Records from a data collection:
....................

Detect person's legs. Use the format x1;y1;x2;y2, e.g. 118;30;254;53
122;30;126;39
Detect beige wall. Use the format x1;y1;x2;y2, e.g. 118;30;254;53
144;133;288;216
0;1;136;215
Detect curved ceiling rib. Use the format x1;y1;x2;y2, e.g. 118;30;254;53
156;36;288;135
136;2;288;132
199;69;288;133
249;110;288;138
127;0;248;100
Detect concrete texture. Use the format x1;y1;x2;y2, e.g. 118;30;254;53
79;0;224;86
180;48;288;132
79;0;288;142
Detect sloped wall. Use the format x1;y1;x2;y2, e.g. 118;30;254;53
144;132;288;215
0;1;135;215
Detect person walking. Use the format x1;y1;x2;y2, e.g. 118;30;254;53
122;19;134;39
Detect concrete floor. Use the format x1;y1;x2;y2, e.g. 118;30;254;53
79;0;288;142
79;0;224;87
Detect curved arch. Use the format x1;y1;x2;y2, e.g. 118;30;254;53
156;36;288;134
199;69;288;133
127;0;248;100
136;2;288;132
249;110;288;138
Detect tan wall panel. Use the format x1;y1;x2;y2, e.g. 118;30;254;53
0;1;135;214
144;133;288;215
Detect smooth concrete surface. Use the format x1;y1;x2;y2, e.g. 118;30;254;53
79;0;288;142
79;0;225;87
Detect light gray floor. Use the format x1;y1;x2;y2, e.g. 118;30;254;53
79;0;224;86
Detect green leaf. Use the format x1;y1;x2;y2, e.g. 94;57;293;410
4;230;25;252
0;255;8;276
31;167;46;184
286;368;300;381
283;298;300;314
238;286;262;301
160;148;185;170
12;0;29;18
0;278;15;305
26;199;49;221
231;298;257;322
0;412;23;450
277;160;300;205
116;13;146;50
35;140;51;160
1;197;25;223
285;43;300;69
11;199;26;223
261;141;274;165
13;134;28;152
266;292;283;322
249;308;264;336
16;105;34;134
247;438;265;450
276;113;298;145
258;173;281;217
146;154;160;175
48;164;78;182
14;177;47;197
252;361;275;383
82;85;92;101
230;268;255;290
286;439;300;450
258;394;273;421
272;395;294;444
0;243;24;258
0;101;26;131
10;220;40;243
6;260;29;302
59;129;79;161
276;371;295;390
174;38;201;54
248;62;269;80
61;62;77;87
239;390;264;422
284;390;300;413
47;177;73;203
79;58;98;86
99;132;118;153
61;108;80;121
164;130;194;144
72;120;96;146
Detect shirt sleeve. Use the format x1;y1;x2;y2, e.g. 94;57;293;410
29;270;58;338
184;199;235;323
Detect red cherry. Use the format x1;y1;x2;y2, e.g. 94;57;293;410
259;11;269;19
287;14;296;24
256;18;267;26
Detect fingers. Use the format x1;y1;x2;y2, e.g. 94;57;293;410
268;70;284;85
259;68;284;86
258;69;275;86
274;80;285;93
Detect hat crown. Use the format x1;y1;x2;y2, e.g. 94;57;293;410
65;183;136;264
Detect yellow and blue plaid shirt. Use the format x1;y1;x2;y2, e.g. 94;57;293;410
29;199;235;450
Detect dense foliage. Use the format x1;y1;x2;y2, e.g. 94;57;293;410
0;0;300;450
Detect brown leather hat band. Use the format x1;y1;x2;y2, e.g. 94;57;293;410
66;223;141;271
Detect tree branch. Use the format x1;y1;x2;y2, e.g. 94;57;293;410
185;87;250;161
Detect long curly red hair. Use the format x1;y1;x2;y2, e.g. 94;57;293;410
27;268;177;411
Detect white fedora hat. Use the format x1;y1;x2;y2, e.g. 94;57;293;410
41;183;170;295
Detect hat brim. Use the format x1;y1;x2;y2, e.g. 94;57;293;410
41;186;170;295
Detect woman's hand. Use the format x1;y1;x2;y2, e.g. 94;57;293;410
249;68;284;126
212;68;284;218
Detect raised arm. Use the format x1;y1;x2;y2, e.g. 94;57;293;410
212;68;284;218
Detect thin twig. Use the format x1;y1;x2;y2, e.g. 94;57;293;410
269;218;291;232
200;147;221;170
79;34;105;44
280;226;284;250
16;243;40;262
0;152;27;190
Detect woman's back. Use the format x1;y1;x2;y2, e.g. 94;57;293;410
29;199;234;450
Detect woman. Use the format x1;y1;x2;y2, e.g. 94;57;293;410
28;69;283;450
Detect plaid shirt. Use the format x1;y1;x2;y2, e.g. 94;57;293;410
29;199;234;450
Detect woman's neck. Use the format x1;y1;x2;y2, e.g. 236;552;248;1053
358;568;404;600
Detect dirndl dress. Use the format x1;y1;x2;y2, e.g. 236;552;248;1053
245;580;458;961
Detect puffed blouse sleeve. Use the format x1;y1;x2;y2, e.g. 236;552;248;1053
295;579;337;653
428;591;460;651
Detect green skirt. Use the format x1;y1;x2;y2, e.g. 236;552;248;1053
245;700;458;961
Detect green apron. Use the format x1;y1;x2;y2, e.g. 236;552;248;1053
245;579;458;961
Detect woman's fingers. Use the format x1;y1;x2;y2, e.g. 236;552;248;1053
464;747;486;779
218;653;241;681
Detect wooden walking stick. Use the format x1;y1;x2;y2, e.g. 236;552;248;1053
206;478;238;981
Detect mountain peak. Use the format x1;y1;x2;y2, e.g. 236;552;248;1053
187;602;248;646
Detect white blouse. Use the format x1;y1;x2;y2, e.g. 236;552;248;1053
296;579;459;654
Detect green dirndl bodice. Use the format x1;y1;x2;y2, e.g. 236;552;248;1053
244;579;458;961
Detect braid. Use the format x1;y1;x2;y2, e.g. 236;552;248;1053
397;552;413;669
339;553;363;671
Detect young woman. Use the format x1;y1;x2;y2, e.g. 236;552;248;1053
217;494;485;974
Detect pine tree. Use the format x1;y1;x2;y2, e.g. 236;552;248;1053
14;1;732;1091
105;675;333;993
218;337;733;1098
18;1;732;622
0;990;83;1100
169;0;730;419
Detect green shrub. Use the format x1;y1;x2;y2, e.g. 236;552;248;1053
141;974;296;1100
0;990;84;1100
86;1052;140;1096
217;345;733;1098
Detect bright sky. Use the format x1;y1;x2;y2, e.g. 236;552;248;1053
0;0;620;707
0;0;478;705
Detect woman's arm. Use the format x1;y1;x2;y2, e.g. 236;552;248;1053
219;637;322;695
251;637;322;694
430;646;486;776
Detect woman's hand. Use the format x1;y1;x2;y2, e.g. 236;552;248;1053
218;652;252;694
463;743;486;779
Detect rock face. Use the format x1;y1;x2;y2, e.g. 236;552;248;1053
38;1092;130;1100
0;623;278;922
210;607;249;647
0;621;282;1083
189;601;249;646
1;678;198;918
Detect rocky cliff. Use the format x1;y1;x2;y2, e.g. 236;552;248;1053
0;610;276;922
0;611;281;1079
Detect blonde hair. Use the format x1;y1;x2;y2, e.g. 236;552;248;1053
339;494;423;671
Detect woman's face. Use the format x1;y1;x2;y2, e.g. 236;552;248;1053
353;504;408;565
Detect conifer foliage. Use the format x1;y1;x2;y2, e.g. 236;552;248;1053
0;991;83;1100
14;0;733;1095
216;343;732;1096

....................

# WHAT YOU SHOULD DO
However many lines the data holds, return each one exactly.

# REPLY TO THE EXERCISE
Detect person's legs. Use the format x1;y1;x2;y2, e.g. 118;30;254;53
122;30;126;39
Detect beige wall. Use the format x1;y1;x2;y2, e.g. 118;30;254;53
144;133;288;216
0;1;136;215
Detect curved ceiling rib. Use the format x1;y1;x2;y2, e.g. 118;30;254;53
156;36;288;135
136;2;288;132
199;69;288;133
249;110;288;138
127;0;248;100
Detect concrete texture. Use the format x1;y1;x2;y2, e.g. 118;30;254;53
79;0;224;86
180;48;288;132
79;0;288;142
Detect sloped wall. Use the format x1;y1;x2;y2, e.g. 118;30;254;53
144;132;288;215
0;1;135;215
Detect person walking. Use the format x1;y1;x2;y2, e.g. 118;30;254;53
122;19;134;39
Detect concrete floor. Use the format x1;y1;x2;y2, e.g. 118;30;254;53
79;0;288;142
79;0;224;87
Detect curved arch. Use the format x1;y1;x2;y2, e.g. 118;30;254;53
156;36;288;134
199;69;288;133
127;0;248;100
136;2;288;132
249;110;288;138
Detect tan wall panel. Use the format x1;y1;x2;y2, e.g. 118;30;254;53
0;1;135;214
144;133;288;215
Detect smooth concrete surface. Use the format x1;y1;x2;y2, e.g. 118;30;254;53
79;0;288;142
79;0;225;87
Detect light gray floor. Use the format x1;y1;x2;y2, e.g. 118;30;254;53
79;0;224;86
Detect green leaf. Use the format x1;y1;x2;y2, e.g. 94;57;293;410
4;230;25;252
0;255;8;276
31;167;46;184
286;368;300;381
283;298;300;314
238;286;262;301
160;148;185;170
12;0;29;18
0;278;15;305
26;199;49;221
231;298;257;322
0;412;23;450
277;160;300;205
116;13;146;50
35;140;51;160
1;197;25;223
285;43;300;69
11;199;26;223
261;141;274;165
13;134;28;152
266;292;283;322
249;308;264;336
16;105;34;134
247;438;265;450
276;113;298;145
258;173;281;217
146;154;160;175
48;164;78;182
14;177;47;197
252;361;275;383
82;85;92;101
230;268;255;290
286;439;300;450
258;394;273;421
272;395;294;444
0;243;24;258
0;101;26;131
10;220;40;243
6;260;29;302
59;129;79;161
276;371;295;390
174;38;201;54
248;62;269;80
61;62;77;87
239;390;264;422
284;390;300;413
47;177;73;203
79;58;98;86
99;132;118;153
61;108;80;121
164;130;194;144
72;120;96;146
Detect shirt sleeve. Use the format x1;y1;x2;y2, e.g. 94;57;293;410
29;270;58;338
184;199;235;323
Detect red cherry. Use the format x1;y1;x2;y2, e.g. 94;57;293;410
259;11;269;19
287;14;296;24
256;18;267;26
Detect fingers. Use the format x1;y1;x2;y2, e.g. 94;57;293;410
268;70;284;85
259;68;284;86
258;69;275;86
274;80;285;93
Detect hat crown. Use the format x1;y1;x2;y2, e.g. 94;57;293;410
65;183;136;264
Detect yellow and blue plaid shirt. Use the format x1;y1;x2;y2, e.g. 94;57;293;410
29;199;235;450
Detect dense foliage. Use the format x1;y1;x2;y2, e.g. 94;57;293;410
0;0;300;450
Detect brown leather hat band. Use the format x1;y1;x2;y2, e.g. 94;57;293;410
66;223;141;271
Detect tree branch. Use the format x1;y1;x2;y2, e.g. 94;57;293;410
185;87;250;161
Detect long curly red hair. Use the format x1;y1;x2;y2, e.g. 94;57;293;410
27;268;177;411
Detect white fedora hat. Use the format x1;y1;x2;y2, e.g. 94;57;293;410
41;183;170;295
Detect hat brim. Use the format x1;y1;x2;y2, e.g. 94;57;293;410
41;186;170;295
Detect woman's hand. Use the format x1;y1;x2;y2, e.g. 94;57;293;410
249;68;284;126
212;68;284;218
Detect raised arm. Use the format x1;y1;x2;y2, e.g. 94;57;293;410
212;68;284;218
Detect thin twig. Use the format x1;y1;x2;y2, e.g. 94;57;293;410
269;218;291;232
200;147;221;170
79;34;105;44
280;226;284;250
16;243;40;262
0;152;27;190
Detect woman's back. Use the format x1;y1;x2;y2, e.g. 94;57;293;410
29;199;234;450
Detect woman. Use the format x1;y1;x2;y2, e.g. 94;57;293;410
28;69;283;450
Detect plaid shirt. Use the format x1;y1;x2;y2, e.g. 94;57;293;410
29;199;234;450
Detect woman's neck. Use the format x1;y1;x2;y2, e.g. 236;552;248;1053
358;568;404;600
Detect dirndl dress. Use the format x1;y1;x2;y2, e.g. 236;552;248;1053
245;580;458;961
Detect puffed blouse sleeve. Use the format x1;y1;x2;y2, e.g. 236;552;248;1053
295;579;337;653
428;591;460;651
Detect green skirt. Use the format x1;y1;x2;y2, e.g. 236;552;248;1053
245;700;458;961
Detect green apron. Use the format x1;y1;x2;y2, e.g. 236;552;248;1053
245;579;458;961
Detect woman's fingers. Use the format x1;y1;x2;y2, e.g. 236;552;248;1053
464;747;486;779
218;653;241;681
Detect wooden walking stick. Use the format x1;y1;x2;y2, e.g. 236;552;248;1053
206;478;238;981
Detect mountain peak. Use the format x1;y1;x2;y2, e.g. 236;552;248;1053
187;602;248;646
Detect white blouse. Use the format x1;y1;x2;y2, e.g. 236;552;248;1053
296;579;459;654
Detect green dirndl bodice. Use the format x1;y1;x2;y2, e.g. 236;552;248;1053
244;579;458;961
Detect braid. Use the format x1;y1;x2;y2, e.g. 236;552;248;1053
397;552;413;669
339;553;363;671
Detect young woman. Use the format x1;y1;x2;y2, e.g. 236;552;248;1053
217;494;485;974
Detect pine tree. Use the format x1;y1;x2;y2, e.g. 236;552;248;1053
14;1;732;1091
105;675;333;993
218;337;733;1098
18;1;732;622
0;990;83;1100
169;0;730;419
Detect green shrub. Use the format x1;y1;x2;y2, e.g. 236;552;248;1053
141;974;296;1100
0;990;84;1100
86;1052;140;1096
217;345;733;1098
Detect bright sky. Use the format x1;y1;x2;y2, e.g. 236;552;248;1053
0;0;620;707
0;0;478;705
Detect woman's arm. Use the format x1;y1;x2;y2, e.g. 236;552;248;1053
219;637;322;695
251;637;322;694
430;646;486;776
Detect woman's hand. Use the format x1;y1;x2;y2, e.g. 236;552;248;1053
218;652;252;694
463;743;486;779
Detect rock face. Use the format x1;y1;x2;y2, e.g. 236;552;248;1053
38;1092;130;1100
0;623;278;922
210;607;249;647
0;621;282;1083
189;601;249;646
1;678;198;918
Detect rocky cliff. Use the format x1;y1;x2;y2, e.g. 236;552;248;1053
0;610;276;922
0;611;281;1079
Detect blonde hair. Use the format x1;y1;x2;y2, e.g. 236;552;248;1053
339;494;423;671
Detect woman's face. Use the format x1;y1;x2;y2, e.g. 236;552;248;1053
353;504;408;565
Detect conifer foliage. Use the format x1;y1;x2;y2, e.g. 236;552;248;1053
0;991;83;1100
14;0;733;1095
216;343;732;1096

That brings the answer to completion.